- [Task details]:
Copy out the material below word for word, from the line that contains "Drone-based agricultural survey in progress. Pinpoint shallow" through the line that contains "[261,585,318,625]", keeping both of those lines.

Extracted data entries
* start *

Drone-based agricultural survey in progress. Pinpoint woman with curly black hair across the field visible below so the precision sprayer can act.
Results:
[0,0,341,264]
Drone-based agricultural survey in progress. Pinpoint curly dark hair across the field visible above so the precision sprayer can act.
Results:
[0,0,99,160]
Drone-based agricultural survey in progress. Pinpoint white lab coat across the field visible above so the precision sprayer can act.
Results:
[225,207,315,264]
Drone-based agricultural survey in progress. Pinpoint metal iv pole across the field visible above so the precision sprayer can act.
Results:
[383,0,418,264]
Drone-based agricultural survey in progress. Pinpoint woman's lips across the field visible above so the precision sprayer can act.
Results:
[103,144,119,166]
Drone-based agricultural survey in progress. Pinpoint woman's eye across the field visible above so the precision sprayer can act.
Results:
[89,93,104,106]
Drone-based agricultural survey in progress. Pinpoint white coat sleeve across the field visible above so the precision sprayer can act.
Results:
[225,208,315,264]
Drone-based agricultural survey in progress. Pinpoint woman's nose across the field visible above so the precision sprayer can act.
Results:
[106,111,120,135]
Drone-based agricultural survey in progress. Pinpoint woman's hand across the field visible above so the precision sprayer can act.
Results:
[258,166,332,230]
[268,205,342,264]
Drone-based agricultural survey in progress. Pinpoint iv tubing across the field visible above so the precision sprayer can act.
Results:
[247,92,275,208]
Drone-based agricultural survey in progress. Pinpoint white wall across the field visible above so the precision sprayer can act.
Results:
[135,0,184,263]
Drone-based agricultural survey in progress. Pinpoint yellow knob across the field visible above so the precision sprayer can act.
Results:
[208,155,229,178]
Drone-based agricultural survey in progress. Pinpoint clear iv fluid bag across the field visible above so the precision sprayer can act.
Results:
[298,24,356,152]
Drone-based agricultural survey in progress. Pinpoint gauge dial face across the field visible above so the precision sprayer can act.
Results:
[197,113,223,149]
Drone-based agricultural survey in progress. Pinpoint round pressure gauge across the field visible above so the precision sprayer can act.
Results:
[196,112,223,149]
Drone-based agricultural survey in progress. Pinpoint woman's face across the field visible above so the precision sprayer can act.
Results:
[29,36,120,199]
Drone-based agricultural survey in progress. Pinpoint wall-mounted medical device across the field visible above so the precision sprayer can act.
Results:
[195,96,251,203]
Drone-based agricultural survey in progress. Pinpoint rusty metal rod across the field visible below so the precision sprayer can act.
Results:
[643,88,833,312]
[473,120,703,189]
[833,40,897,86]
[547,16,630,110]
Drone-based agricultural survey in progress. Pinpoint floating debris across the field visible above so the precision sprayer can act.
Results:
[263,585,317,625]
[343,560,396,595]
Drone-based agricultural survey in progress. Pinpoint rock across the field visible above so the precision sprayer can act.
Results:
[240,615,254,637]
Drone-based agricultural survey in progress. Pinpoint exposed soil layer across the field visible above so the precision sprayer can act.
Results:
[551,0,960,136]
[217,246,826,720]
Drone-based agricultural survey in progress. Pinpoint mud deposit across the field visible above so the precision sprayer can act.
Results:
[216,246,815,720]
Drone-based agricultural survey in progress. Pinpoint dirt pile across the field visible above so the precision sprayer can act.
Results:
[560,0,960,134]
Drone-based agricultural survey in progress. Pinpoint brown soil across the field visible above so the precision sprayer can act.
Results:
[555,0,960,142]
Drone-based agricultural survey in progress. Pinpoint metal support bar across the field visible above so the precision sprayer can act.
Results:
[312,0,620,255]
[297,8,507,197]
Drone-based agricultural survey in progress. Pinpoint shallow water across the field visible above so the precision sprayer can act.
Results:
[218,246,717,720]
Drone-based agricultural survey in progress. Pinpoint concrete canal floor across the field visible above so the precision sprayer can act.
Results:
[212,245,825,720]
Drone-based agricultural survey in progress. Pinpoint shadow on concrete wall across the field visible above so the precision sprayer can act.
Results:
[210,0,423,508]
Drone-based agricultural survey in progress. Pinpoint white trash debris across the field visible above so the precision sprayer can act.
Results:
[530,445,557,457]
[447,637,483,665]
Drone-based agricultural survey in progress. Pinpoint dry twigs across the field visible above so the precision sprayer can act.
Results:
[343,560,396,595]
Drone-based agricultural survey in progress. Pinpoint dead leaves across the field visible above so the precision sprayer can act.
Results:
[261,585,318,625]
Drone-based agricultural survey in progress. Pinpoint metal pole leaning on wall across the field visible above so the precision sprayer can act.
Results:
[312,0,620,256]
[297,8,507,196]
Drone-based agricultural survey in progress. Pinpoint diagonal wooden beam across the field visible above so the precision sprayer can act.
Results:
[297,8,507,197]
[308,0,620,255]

* end *

- [Reply to the exercise]:
Drone-based agricultural survey in progress. Pinpoint shallow water across the field visible above so the precision sprayer can act.
Results:
[218,246,717,720]
Drone-based agricultural survey in progress. Pinpoint concrete canal floor across the field visible above so the precision sprayer can act.
Results:
[212,245,825,720]
Drone-based agricultural survey in progress. Pinpoint shadow on concrete wall across the field visible above so the precision sprayer can act.
Results:
[210,0,423,508]
Drone-based agricultural survey in progress. Pinpoint white trash debris across the field visible above so the precision sprayer can act.
Results:
[530,445,557,457]
[447,637,483,665]
Drone-based agricultural survey in progress. Pinpoint dry twigs across the field visible above so the precision sprayer can act.
Results:
[343,560,396,595]
Drone-based agricultural survey in progress. Pinpoint dead leaves across the field visible above so the precision sprayer can act.
Results:
[261,585,318,625]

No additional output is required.